Two years ago, the utility did a system study that indicated problematic substation breaker operations, including fuses not blowing when they encountered a fault. As a result, the utility changed its distribution fuse protection philosophy and began using a fuse blow philosophy that helped with restoration times and decreased breaker operations. FPUA also installed trip savers, which maintain customers’ power if there’s a momentary outage, such as from a tree branch touching a wire.

In the six years Jakubczak has been with the utility, he has noticed the frequency of storms increase.

“They talked about hurricanes not making landfall in Florida for over 10 years,  but that all changed in 2016 with Hurricane Matthew. Since then, hurricanes seem to be coming one after another. Fort Pierce was in the line of  fire for Hurricane Dorian before it stalled over the Bahamas. If it hadn’t, we would have been right in the bullseye, and we would have had a lot of customers without power,” Jakubczak said. “Since I’ve been here, some of the system hardening techniques that we have implemented have decreased the number of outages. We are seeing both the reliability numbers and the customer benefits improving.”

══════════

» **Tasks for this exercise**
(1) Write out everything in the FPUA passage from "Two years ago, the" down to "touching a wire.", keeping every word unchanged.
(2) Answer these questions from the FPUA passage:
(a) What did FPUA install to keep customers' power on during a momentary outage?
(b) How many years has Jakubczak been with the utility?
(c) Which 2016 hurricane changed the pattern of hurricanes not making landfall in Florida?
(3) For each statement, decide whether the FPUA passage agrees. Answer yes or no, and quote the words that decide it.
(a) The utility's system study took place two years ago.
(b) Hurricane Dorian struck Fort Pierce directly.
(c) The fuse blow philosophy led to more breaker operations.
These records have no connection to the FPUA passage.

Records taken from a collection
══════════

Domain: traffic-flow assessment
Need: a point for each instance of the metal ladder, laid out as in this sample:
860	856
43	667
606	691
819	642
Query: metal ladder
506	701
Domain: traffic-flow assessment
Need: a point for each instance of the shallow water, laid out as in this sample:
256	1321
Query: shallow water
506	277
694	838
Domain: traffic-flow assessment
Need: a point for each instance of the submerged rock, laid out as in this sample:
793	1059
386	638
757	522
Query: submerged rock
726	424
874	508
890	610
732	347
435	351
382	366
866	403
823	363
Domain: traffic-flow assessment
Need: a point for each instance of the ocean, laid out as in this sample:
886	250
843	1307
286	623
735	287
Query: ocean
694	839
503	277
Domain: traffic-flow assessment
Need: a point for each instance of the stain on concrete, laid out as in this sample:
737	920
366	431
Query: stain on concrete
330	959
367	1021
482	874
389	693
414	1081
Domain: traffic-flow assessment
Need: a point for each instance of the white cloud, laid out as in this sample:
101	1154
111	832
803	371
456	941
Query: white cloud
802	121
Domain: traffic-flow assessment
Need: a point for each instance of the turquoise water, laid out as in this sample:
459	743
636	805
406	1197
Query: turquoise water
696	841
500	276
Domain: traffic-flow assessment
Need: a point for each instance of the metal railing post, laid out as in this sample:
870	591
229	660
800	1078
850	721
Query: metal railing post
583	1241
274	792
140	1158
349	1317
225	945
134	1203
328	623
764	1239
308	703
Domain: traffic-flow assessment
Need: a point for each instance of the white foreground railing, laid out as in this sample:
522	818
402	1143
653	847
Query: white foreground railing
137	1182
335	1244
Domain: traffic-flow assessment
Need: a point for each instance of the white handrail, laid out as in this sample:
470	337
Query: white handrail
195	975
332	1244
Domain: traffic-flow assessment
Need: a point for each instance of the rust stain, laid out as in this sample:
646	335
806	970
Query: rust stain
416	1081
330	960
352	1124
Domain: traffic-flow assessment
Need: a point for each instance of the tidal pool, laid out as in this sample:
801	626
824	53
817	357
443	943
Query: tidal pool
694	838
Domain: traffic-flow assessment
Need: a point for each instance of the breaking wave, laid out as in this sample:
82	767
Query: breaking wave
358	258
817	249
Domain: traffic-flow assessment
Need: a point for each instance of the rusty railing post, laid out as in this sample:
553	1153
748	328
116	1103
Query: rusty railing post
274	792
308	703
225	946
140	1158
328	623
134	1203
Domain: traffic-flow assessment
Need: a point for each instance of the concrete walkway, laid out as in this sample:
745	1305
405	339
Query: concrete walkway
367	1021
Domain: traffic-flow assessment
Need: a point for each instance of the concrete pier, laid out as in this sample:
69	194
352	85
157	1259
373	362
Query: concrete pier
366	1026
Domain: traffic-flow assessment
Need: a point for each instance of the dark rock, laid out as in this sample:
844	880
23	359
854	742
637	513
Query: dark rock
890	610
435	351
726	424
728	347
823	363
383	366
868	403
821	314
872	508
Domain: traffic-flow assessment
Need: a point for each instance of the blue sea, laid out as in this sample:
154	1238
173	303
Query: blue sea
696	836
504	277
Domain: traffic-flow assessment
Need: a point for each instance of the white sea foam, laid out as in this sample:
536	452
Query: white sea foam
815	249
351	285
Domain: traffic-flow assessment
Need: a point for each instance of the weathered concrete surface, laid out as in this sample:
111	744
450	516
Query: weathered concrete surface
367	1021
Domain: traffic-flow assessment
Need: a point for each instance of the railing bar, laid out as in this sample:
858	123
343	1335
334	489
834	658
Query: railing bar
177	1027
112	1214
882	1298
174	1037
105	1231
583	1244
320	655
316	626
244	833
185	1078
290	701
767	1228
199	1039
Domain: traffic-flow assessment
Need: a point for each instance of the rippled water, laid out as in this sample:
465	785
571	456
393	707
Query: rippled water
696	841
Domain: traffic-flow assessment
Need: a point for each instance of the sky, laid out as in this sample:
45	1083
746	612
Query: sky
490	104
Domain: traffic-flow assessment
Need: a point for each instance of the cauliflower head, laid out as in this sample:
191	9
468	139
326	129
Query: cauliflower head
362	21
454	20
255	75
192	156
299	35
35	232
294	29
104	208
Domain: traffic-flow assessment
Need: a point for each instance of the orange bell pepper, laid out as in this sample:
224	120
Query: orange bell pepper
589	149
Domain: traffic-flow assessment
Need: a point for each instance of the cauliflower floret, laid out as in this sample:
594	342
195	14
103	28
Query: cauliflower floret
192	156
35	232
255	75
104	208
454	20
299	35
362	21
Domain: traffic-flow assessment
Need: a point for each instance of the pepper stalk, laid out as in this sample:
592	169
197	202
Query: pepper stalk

══════════

» **Answers per task**
(1)
Two years ago, the utility did a system study that indicated problematic substation breaker operations, including fuses not blowing when they encountered a fault. As a result, the utility changed its distribution fuse protection philosophy and began using a fuse blow philosophy that helped with restoration times and decreased breaker operations. FPUA also installed trip savers, which maintain customers’ power if there’s a momentary outage, such as from a tree branch touching a wire.

(2)
(a) Trip savers
(b) Six years
(c) Hurricane Matthew

(3)
(a) Yes: "Two years ago, the utility did a system study"
(b) No: "Fort Pierce was in the line of  fire for Hurricane Dorian before it stalled over the Bahamas"
(c) No: "helped with restoration times and decreased breaker operations"